INSTRUCTIONS TO FOLLOW> Please copy out the lines below with "simplified polygon" swapped for "rough polygon" wherever it occurs and nothing else altered, omitting the pictures.
Start
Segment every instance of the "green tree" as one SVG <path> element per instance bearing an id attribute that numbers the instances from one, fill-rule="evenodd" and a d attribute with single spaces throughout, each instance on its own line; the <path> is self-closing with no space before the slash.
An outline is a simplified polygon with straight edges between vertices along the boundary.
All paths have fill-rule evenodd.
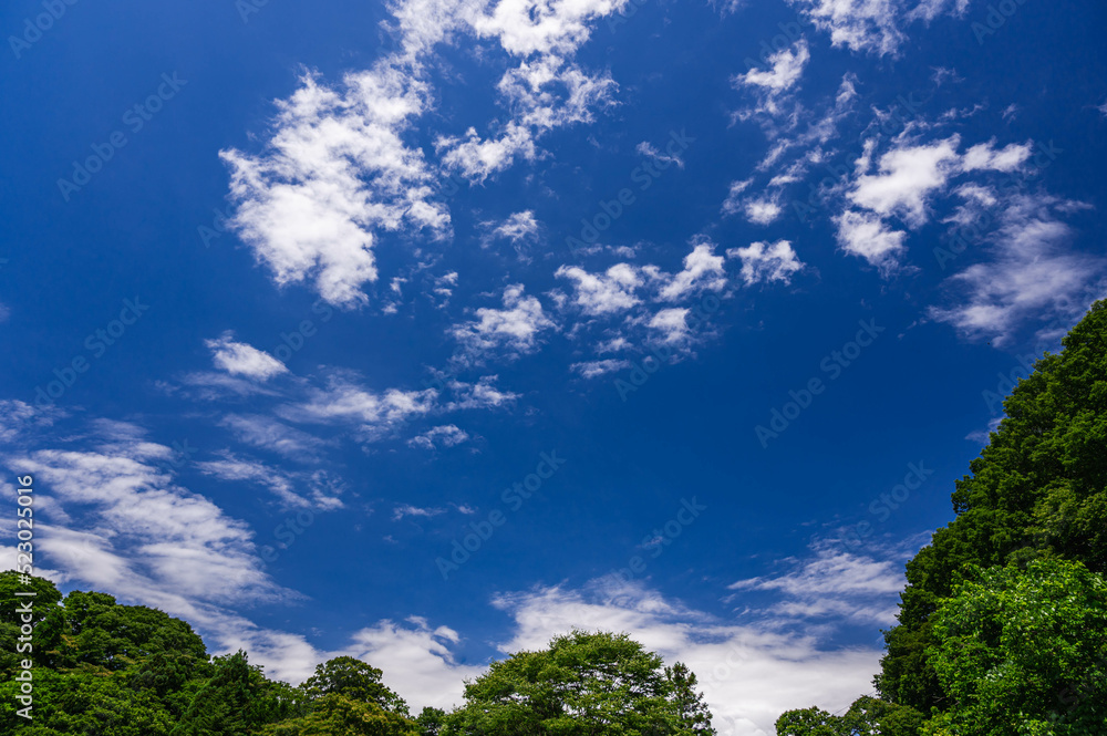
<path id="1" fill-rule="evenodd" d="M 337 656 L 315 667 L 301 690 L 308 699 L 343 695 L 358 703 L 375 703 L 385 711 L 408 717 L 407 704 L 381 682 L 384 673 L 352 656 Z"/>
<path id="2" fill-rule="evenodd" d="M 841 718 L 823 708 L 788 711 L 776 719 L 777 736 L 850 736 Z"/>
<path id="3" fill-rule="evenodd" d="M 675 670 L 675 667 L 674 667 Z M 670 671 L 673 672 L 673 671 Z M 493 663 L 465 685 L 449 736 L 713 736 L 711 715 L 661 657 L 625 634 L 573 631 L 549 649 Z M 691 695 L 690 695 L 691 693 Z"/>
<path id="4" fill-rule="evenodd" d="M 1005 418 L 956 483 L 949 526 L 908 563 L 899 625 L 876 684 L 886 699 L 950 707 L 927 652 L 931 616 L 969 566 L 1047 557 L 1107 571 L 1107 302 L 1096 302 L 1004 402 Z"/>
<path id="5" fill-rule="evenodd" d="M 442 708 L 424 707 L 415 718 L 415 727 L 420 736 L 438 736 L 446 722 L 446 712 Z"/>
<path id="6" fill-rule="evenodd" d="M 245 652 L 215 659 L 215 674 L 199 688 L 173 736 L 249 736 L 294 713 L 297 692 L 266 678 Z"/>
<path id="7" fill-rule="evenodd" d="M 927 733 L 1107 733 L 1107 581 L 1062 560 L 973 578 L 934 614 L 928 653 L 952 703 Z"/>
<path id="8" fill-rule="evenodd" d="M 56 644 L 58 622 L 63 615 L 59 605 L 62 594 L 54 583 L 45 578 L 29 576 L 29 583 L 24 585 L 19 578 L 20 574 L 14 570 L 0 572 L 0 673 L 4 675 L 22 660 L 30 659 L 35 664 L 45 662 L 45 652 Z M 33 592 L 34 597 L 17 595 L 17 592 Z M 28 601 L 31 601 L 31 613 L 24 614 L 20 608 Z M 23 621 L 23 615 L 29 615 L 31 620 Z M 33 651 L 30 653 L 20 653 L 17 649 L 21 643 L 20 630 L 24 624 L 30 624 L 33 629 Z"/>
<path id="9" fill-rule="evenodd" d="M 777 718 L 776 733 L 777 736 L 915 736 L 924 721 L 914 708 L 862 695 L 840 716 L 816 707 L 788 711 Z"/>
<path id="10" fill-rule="evenodd" d="M 0 733 L 29 736 L 167 736 L 173 714 L 151 691 L 127 686 L 126 675 L 106 670 L 32 671 L 34 719 L 15 715 L 18 683 L 0 684 Z"/>

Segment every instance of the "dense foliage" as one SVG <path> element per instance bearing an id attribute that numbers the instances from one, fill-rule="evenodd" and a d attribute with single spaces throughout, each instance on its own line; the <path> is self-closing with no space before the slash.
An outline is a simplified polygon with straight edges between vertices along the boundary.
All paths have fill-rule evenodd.
<path id="1" fill-rule="evenodd" d="M 1107 631 L 1107 302 L 1004 411 L 956 481 L 956 518 L 908 562 L 875 680 L 883 712 L 865 730 L 852 708 L 790 711 L 778 734 L 1107 733 L 1092 705 Z"/>
<path id="2" fill-rule="evenodd" d="M 15 654 L 17 591 L 33 590 L 33 654 Z M 339 656 L 298 687 L 245 652 L 209 659 L 185 622 L 111 595 L 0 572 L 0 734 L 29 736 L 713 736 L 686 666 L 625 635 L 573 632 L 494 663 L 453 713 L 407 704 L 361 660 Z M 33 656 L 33 721 L 17 714 L 20 657 Z"/>
<path id="3" fill-rule="evenodd" d="M 714 736 L 695 675 L 625 635 L 576 631 L 465 686 L 445 736 Z"/>

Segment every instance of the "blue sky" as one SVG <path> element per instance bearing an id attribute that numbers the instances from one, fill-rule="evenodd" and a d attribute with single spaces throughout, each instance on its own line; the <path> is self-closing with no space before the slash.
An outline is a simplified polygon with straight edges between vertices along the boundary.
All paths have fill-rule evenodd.
<path id="1" fill-rule="evenodd" d="M 724 734 L 848 705 L 993 397 L 1104 296 L 1105 20 L 6 4 L 39 571 L 416 706 L 573 625 Z"/>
End
EXERCISE SOLUTION>
Segment every instance of the "green tree" as one SVG <path> element per instance bearing an id attribute that numbers the instances from one, fill-rule="evenodd" and a d attribute with single spaces throughout, each instance on its own line; the <path> is self-closing with no space before the slash.
An outline is a rough polygon with straight edges between vertices along the boundary.
All paths have fill-rule evenodd.
<path id="1" fill-rule="evenodd" d="M 337 656 L 315 667 L 301 690 L 308 699 L 343 695 L 358 703 L 375 703 L 385 711 L 408 717 L 407 704 L 381 682 L 384 673 L 352 656 Z"/>
<path id="2" fill-rule="evenodd" d="M 841 718 L 823 708 L 788 711 L 776 719 L 777 736 L 850 736 Z"/>
<path id="3" fill-rule="evenodd" d="M 675 670 L 675 667 L 674 667 Z M 670 671 L 673 672 L 673 671 Z M 493 663 L 465 685 L 449 736 L 713 736 L 711 715 L 661 657 L 625 634 L 573 631 L 549 649 Z M 691 695 L 690 695 L 691 693 Z"/>
<path id="4" fill-rule="evenodd" d="M 1005 418 L 956 483 L 949 526 L 908 563 L 899 625 L 876 684 L 886 699 L 950 707 L 927 652 L 931 616 L 969 566 L 1047 557 L 1107 571 L 1107 302 L 1096 302 L 1004 402 Z"/>
<path id="5" fill-rule="evenodd" d="M 442 708 L 424 707 L 415 718 L 415 727 L 420 736 L 438 736 L 446 722 L 446 712 Z"/>
<path id="6" fill-rule="evenodd" d="M 245 652 L 215 659 L 215 674 L 199 688 L 173 736 L 249 736 L 294 713 L 297 692 L 266 678 Z"/>
<path id="7" fill-rule="evenodd" d="M 927 733 L 1107 733 L 1107 581 L 1062 560 L 973 578 L 934 614 L 928 653 L 952 703 Z"/>
<path id="8" fill-rule="evenodd" d="M 56 644 L 58 622 L 63 615 L 59 605 L 62 594 L 54 583 L 45 578 L 29 576 L 29 583 L 24 585 L 19 578 L 20 574 L 14 570 L 0 572 L 0 673 L 4 675 L 22 660 L 30 659 L 35 664 L 45 662 L 45 652 Z M 33 592 L 34 597 L 17 595 L 17 592 Z M 28 601 L 31 601 L 31 613 L 24 614 L 20 608 Z M 23 621 L 23 615 L 29 615 L 31 620 Z M 33 651 L 30 653 L 20 653 L 17 649 L 21 643 L 20 630 L 24 624 L 30 624 L 33 629 Z"/>
<path id="9" fill-rule="evenodd" d="M 777 718 L 776 733 L 777 736 L 915 736 L 924 721 L 914 708 L 862 695 L 840 716 L 816 707 L 788 711 Z"/>
<path id="10" fill-rule="evenodd" d="M 0 733 L 29 736 L 167 736 L 173 714 L 151 691 L 127 686 L 126 675 L 106 670 L 32 671 L 34 719 L 15 715 L 18 683 L 0 684 Z"/>

Segment every instance of the "dense foliage" as one SVG <path> element per instance bearing an id attribute that numbers the instances from one, fill-rule="evenodd" and a d attribute with single spaces throughout, each instance on its own line; the <path> is self-closing with no space before the slash.
An outline is a rough polygon with straight edges between vertices along the boundary.
All paths have fill-rule evenodd.
<path id="1" fill-rule="evenodd" d="M 1107 631 L 1107 302 L 1004 411 L 956 481 L 956 518 L 908 562 L 875 680 L 883 712 L 865 730 L 852 708 L 790 711 L 778 734 L 1107 733 L 1092 705 Z"/>
<path id="2" fill-rule="evenodd" d="M 15 654 L 17 591 L 33 590 L 33 654 Z M 339 656 L 298 687 L 245 652 L 209 659 L 185 622 L 111 595 L 0 572 L 0 734 L 29 736 L 713 736 L 686 666 L 625 635 L 573 632 L 494 663 L 453 713 L 407 704 L 361 660 Z M 33 656 L 33 721 L 17 714 L 20 657 Z"/>
<path id="3" fill-rule="evenodd" d="M 714 736 L 695 675 L 625 635 L 576 631 L 465 686 L 445 736 Z"/>

Segment every instance of the "blue sky" as one SVG <path> element per instance bearing an id attribute that numbers the instances from one, fill-rule="evenodd" and a d attribute with single spaces throughout, each instance on its own line; the <path> is self-closing with no space before the slash.
An outline is a rough polygon with straight edges between vertices along the boundary.
All paths have fill-rule evenodd.
<path id="1" fill-rule="evenodd" d="M 724 734 L 848 705 L 993 397 L 1104 296 L 1105 20 L 6 4 L 39 571 L 416 706 L 573 625 Z"/>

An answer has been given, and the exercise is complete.